▸ **Exercise directions**: Copy exactly, and only, the lines from the one with "Task: set a point on the corrugated" to the end of the listing; omit pictures.

Point annotation records:
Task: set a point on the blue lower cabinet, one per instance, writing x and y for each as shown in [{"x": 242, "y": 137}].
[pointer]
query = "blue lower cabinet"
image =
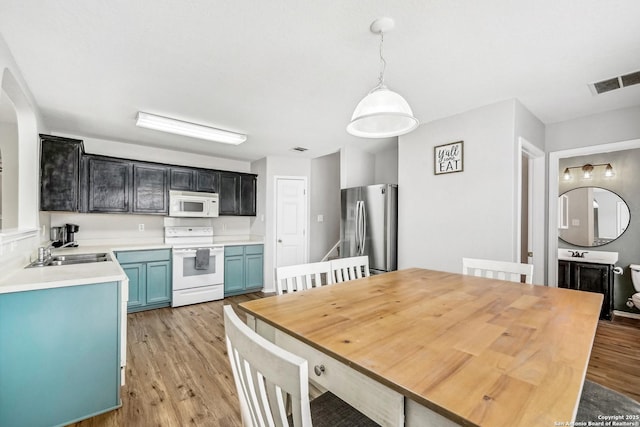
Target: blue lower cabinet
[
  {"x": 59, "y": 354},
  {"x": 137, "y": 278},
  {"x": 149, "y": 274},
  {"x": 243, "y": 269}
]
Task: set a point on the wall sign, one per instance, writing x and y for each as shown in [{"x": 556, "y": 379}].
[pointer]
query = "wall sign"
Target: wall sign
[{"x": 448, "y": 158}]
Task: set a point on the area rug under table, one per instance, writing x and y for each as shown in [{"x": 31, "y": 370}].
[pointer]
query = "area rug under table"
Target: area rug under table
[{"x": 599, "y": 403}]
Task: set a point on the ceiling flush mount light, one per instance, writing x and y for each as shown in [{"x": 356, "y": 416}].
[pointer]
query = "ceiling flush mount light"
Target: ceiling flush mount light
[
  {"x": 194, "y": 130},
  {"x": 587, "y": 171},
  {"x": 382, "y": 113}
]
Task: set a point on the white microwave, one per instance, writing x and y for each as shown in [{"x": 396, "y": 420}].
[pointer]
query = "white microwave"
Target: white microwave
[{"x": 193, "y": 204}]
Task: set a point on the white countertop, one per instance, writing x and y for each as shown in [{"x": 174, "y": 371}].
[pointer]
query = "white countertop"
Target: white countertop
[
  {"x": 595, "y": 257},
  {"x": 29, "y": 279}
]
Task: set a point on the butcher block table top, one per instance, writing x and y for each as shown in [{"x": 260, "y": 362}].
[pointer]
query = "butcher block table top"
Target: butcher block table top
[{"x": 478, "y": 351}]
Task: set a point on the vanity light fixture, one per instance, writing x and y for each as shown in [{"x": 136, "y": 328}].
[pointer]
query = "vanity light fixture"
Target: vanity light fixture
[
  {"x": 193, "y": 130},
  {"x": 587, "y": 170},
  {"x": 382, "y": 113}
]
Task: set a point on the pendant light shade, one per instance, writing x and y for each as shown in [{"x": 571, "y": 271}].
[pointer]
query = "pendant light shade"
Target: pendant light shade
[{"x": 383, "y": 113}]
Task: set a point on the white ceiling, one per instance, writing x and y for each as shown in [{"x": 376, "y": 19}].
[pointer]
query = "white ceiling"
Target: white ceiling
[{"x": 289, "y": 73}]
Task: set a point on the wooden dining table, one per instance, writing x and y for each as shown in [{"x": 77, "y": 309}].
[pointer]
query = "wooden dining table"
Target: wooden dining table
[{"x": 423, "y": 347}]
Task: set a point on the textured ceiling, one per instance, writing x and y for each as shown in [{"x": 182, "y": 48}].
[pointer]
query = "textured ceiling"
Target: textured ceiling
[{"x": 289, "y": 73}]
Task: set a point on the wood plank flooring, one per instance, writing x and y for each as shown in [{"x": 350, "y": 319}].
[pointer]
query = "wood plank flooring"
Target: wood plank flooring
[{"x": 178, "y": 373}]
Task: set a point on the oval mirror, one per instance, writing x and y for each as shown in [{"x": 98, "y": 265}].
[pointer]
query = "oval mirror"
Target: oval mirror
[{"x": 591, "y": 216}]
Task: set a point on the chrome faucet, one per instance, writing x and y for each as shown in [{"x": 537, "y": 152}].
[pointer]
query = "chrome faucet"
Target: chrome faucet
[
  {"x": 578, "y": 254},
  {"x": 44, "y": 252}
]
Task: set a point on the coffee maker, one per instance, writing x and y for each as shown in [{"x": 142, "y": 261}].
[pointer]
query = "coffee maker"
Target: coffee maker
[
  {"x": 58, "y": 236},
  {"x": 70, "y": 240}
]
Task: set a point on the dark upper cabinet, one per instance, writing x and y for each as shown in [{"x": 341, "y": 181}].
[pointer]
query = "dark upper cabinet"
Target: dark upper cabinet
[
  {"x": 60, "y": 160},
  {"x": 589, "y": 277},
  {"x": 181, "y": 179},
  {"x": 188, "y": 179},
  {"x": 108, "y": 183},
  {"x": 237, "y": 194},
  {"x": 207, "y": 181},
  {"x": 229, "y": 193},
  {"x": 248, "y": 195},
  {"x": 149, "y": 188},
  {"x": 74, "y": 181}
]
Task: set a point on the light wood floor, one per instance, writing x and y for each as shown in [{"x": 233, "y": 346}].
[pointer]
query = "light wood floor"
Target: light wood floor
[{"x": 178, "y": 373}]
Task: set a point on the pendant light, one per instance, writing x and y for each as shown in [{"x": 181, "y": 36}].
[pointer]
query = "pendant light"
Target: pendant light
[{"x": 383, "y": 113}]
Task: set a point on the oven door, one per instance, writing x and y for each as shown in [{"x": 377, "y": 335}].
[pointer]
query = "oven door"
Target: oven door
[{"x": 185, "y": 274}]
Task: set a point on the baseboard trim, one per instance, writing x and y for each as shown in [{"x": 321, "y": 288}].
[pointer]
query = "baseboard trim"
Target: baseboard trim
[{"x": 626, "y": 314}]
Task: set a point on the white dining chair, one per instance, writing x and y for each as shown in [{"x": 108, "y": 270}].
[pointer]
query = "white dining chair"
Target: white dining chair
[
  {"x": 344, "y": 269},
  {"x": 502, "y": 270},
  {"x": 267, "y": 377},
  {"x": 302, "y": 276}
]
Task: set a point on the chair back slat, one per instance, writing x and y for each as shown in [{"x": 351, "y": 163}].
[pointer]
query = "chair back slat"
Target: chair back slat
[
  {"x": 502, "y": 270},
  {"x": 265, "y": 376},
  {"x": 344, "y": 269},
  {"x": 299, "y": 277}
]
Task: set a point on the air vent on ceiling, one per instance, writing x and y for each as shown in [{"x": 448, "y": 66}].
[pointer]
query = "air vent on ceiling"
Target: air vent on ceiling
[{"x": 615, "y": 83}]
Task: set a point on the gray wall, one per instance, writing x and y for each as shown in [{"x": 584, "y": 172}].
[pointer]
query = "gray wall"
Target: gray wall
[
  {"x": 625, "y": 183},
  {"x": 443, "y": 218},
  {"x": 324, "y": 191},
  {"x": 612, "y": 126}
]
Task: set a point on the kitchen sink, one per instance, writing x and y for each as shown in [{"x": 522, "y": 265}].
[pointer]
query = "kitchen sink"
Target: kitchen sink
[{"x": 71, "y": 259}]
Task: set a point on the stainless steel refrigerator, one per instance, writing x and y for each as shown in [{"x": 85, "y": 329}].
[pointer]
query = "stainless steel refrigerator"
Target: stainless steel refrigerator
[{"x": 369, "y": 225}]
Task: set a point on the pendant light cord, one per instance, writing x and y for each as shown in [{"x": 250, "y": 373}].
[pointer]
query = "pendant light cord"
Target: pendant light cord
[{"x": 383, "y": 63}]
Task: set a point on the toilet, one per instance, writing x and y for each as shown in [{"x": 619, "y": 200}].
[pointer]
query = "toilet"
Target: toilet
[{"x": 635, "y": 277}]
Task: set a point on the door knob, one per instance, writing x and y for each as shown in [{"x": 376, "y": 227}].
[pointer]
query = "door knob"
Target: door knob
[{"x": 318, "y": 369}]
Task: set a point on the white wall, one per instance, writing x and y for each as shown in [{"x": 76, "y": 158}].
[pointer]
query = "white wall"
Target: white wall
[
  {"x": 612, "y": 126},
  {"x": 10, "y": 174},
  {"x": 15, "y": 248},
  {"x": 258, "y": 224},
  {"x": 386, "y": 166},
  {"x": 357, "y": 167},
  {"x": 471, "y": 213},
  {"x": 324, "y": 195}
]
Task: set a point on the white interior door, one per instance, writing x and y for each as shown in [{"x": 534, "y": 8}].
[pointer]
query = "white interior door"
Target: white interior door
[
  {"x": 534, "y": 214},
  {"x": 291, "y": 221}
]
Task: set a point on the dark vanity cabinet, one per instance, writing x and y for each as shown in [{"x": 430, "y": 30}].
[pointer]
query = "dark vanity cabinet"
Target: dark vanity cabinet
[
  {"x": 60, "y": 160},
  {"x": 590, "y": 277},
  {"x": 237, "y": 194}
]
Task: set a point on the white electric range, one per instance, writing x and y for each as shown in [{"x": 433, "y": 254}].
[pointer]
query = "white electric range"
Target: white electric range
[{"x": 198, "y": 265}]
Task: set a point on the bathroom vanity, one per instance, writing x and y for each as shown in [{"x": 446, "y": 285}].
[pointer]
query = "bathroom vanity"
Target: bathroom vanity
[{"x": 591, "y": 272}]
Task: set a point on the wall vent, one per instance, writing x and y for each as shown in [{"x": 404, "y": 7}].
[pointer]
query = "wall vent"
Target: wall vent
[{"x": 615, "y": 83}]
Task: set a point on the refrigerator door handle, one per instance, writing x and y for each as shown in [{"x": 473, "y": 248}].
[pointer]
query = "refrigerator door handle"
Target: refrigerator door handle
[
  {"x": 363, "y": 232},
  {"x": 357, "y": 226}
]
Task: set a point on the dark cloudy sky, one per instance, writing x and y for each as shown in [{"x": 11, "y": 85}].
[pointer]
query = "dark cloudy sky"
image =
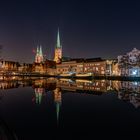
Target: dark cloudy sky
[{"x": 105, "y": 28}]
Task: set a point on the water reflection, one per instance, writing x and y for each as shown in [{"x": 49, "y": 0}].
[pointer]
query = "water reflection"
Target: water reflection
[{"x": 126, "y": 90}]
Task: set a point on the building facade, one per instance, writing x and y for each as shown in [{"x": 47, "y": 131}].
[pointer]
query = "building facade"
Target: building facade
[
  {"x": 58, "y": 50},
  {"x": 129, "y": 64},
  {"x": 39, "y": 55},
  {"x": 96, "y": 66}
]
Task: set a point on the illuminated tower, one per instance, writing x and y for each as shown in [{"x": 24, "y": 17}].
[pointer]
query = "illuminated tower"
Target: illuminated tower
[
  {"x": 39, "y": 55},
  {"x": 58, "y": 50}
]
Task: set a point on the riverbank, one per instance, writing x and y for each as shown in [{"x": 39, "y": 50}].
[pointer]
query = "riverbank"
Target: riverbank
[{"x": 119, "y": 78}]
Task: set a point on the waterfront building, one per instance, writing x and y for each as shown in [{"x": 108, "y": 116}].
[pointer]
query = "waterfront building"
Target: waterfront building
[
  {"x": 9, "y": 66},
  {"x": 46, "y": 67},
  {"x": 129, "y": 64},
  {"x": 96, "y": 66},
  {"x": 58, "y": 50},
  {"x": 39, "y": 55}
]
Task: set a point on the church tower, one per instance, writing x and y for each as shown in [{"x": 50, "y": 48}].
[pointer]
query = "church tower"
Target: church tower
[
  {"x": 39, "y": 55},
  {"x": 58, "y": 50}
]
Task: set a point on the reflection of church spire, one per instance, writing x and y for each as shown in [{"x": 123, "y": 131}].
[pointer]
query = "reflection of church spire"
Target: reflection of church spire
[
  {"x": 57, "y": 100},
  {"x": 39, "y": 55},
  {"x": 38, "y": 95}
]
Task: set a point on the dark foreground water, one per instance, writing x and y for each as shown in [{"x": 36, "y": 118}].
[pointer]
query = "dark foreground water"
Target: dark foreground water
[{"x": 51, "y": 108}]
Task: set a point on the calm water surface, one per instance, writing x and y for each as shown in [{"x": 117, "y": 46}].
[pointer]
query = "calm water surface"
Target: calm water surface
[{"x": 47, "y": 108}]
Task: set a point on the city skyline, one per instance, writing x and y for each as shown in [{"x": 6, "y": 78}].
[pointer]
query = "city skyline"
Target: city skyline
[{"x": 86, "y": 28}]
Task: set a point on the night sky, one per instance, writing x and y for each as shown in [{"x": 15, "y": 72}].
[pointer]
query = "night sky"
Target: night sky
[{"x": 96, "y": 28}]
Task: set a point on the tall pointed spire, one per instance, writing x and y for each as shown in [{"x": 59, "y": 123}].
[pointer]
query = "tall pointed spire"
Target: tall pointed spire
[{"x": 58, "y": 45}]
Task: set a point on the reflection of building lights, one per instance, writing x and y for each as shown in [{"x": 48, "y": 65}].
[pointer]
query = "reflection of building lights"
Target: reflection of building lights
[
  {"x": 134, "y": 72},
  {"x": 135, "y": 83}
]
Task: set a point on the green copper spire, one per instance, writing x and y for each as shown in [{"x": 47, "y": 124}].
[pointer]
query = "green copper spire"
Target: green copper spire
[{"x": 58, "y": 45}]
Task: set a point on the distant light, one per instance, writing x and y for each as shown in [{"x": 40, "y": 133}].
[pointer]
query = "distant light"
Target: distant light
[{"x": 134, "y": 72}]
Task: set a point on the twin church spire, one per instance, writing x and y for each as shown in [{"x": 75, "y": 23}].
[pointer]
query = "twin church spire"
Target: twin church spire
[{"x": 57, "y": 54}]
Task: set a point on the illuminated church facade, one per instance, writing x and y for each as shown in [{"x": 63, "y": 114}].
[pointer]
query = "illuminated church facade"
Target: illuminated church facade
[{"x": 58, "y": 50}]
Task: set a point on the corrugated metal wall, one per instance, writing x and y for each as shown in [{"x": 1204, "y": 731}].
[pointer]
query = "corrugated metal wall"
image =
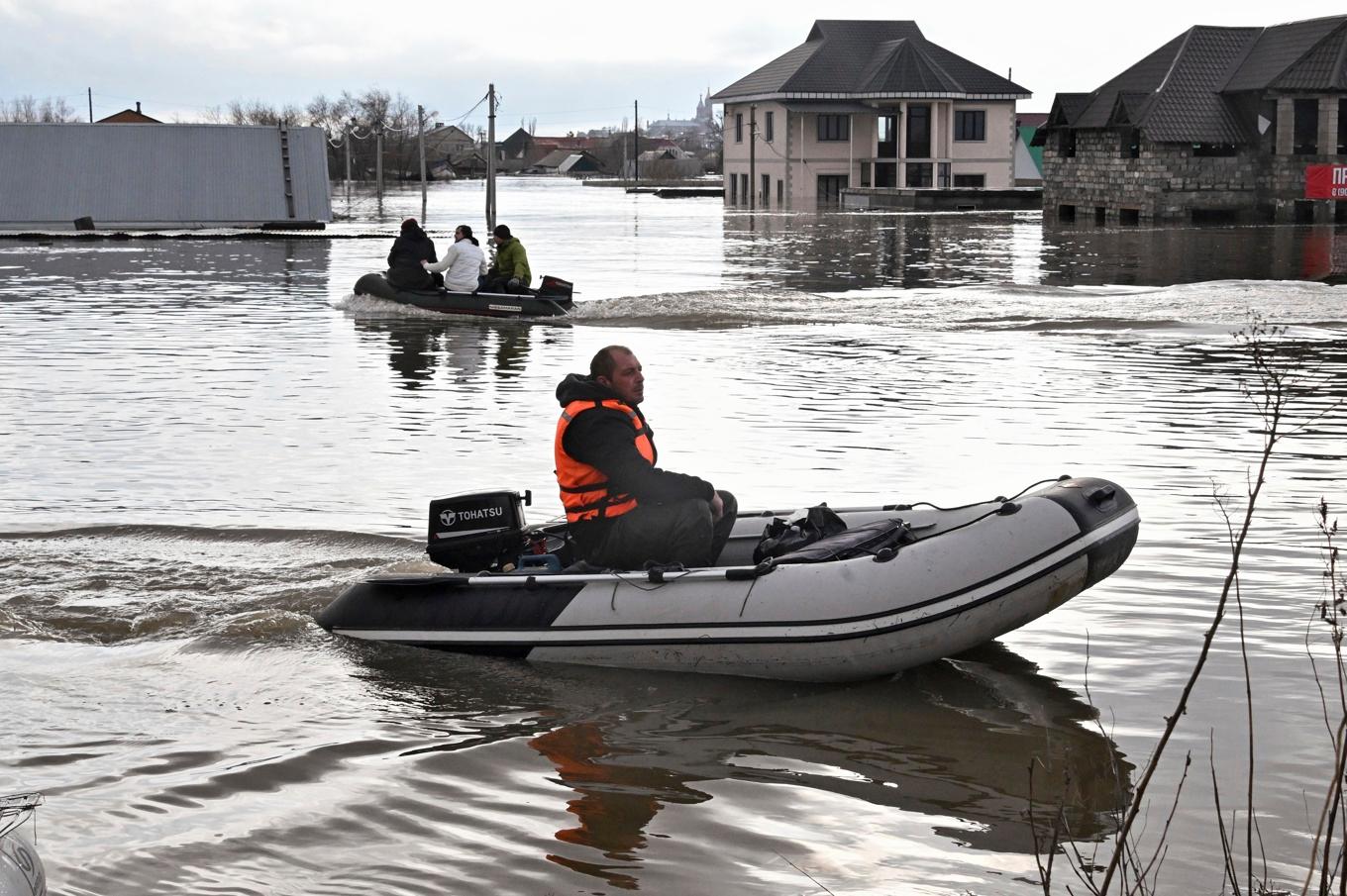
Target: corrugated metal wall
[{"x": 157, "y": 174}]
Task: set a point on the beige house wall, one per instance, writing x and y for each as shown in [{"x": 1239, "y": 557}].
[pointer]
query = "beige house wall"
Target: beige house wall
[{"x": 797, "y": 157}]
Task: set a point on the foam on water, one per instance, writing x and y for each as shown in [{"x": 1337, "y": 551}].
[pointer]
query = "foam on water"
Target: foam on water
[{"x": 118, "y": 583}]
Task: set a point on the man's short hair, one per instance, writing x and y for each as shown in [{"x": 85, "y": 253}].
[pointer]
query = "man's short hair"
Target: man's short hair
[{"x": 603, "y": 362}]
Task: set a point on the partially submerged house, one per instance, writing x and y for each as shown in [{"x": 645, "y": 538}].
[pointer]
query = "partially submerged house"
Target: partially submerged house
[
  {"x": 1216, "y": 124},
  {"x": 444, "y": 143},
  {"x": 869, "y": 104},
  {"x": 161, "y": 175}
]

▸ **Answer to the exercise**:
Task: set a point on the corrugated metal wall, one per instance, writing x and y for each as shown in [{"x": 1204, "y": 731}].
[pointer]
query = "corrugated metal wall"
image =
Target: corrugated metal wall
[{"x": 157, "y": 174}]
Task: set a point on the beige house wall, one per instance, writing x and y for each as shown in [{"x": 1239, "y": 557}].
[pointer]
query = "beige house wall"
Target: beige house wall
[{"x": 797, "y": 157}]
Task: set a point on the foam on water, one per instance, writing x and y for each as shown in [{"x": 1337, "y": 551}].
[pointer]
query = "foam on water"
Target: foam on water
[{"x": 118, "y": 583}]
Task: set a point on the man's short hair, one per instance, writing x and y for each as shown in [{"x": 85, "y": 253}].
[pointer]
query = "man's short hair"
Target: man's short hair
[{"x": 603, "y": 362}]
Task: set a point on the partially submerged house, one per instance, writing x and y for each as shown in [{"x": 645, "y": 538}].
[pointer]
query = "partially submerged house"
Target: partially submerged house
[
  {"x": 1216, "y": 124},
  {"x": 444, "y": 143},
  {"x": 869, "y": 104},
  {"x": 161, "y": 175}
]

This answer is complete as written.